# [EXERCISE GOAL]
Copy the quantizer roles pull request word for word, from "Description" to "quantization control mechanism)".

[PyTorch] Introduce quantizer roles by negvet · Pull Request #2620 · NVIDIA/TransformerEngine

negvet · 2026-01-23T15:31:22Z

Description

Introducing QuantizerRole

@dataclasses.dataclass(frozen=True)
class QuantizerRole:
    module_type: str = ""   # e.g. "linear", "grouped_linear", "dpa"
    tensor_type: str = ""   # e.g. "input", "weight", "grad_output", "qkv", "s"
    name: str = ""          # instance name, e.g. "qkv", "proj", "fc1", "fc2"

This is an API that allows to go down to "set this LayerNormLinear in this transformer layer to be less aggressively quantized." (fine-grained, per-module/per-tensor quantization control mechanism)
See test_custom_recipe.py::test_custom_recipe_quantization_targets().

Quantizer factory uses roles to dispatch according to its needs.

TE module/op emits a list of QuantizerRole:

Linear, LayerNormLinear, LayerNormMLP emit module_type="linear" with tensor_type in {"input", "weight", "grad_output"}.
GroupedLinear emits module_type="grouped_linear".

CustomRecipe accepts a qfactory callable that receives QuantizerRole and returns a quantizer.

# [LISTED ENTRIES]
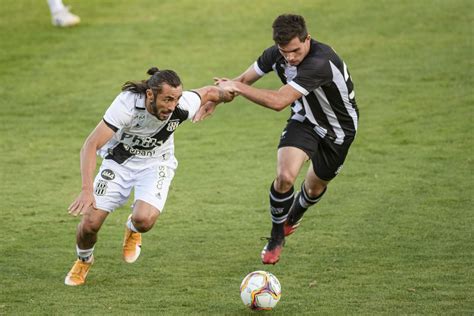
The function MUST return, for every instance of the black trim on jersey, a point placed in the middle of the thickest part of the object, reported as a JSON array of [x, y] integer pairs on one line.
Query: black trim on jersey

---

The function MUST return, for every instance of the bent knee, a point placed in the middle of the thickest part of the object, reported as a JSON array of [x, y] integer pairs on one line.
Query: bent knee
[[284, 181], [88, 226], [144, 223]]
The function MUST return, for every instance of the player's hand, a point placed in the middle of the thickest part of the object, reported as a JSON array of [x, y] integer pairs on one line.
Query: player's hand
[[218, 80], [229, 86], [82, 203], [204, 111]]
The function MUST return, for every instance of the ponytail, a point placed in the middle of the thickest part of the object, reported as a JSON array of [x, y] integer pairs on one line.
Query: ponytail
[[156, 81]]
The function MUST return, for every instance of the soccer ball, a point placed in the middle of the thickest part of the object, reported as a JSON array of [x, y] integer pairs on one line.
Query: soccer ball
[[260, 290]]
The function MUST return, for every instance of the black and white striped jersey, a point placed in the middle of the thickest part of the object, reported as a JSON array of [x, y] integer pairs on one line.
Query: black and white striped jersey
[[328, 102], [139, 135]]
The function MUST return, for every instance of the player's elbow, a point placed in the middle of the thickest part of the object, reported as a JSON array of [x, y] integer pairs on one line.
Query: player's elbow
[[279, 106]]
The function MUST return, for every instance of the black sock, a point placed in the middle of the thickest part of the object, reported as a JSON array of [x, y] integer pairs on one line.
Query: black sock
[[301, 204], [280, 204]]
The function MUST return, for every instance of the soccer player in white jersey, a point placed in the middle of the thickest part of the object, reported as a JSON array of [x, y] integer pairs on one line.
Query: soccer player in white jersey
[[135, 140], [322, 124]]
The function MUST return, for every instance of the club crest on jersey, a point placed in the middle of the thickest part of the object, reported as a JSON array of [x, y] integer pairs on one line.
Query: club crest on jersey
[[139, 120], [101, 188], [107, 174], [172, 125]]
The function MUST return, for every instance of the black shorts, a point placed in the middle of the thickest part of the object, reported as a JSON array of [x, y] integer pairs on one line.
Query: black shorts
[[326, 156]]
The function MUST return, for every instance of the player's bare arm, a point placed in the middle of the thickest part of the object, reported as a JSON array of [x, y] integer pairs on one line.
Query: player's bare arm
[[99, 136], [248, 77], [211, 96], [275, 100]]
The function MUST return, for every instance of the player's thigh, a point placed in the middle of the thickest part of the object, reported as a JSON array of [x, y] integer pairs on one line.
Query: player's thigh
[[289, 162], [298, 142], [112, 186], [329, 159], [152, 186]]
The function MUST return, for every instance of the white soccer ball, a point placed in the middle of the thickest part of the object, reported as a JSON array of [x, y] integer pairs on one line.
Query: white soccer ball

# [EXERCISE RESPONSE]
Description

Introducing QuantizerRole

@dataclasses.dataclass(frozen=True)
class QuantizerRole:
    module_type: str = ""   # e.g. "linear", "grouped_linear", "dpa"
    tensor_type: str = ""   # e.g. "input", "weight", "grad_output", "qkv", "s"
    name: str = ""          # instance name, e.g. "qkv", "proj", "fc1", "fc2"

This is an API that allows to go down to "set this LayerNormLinear in this transformer layer to be less aggressively quantized." (fine-grained, per-module/per-tensor quantization control mechanism)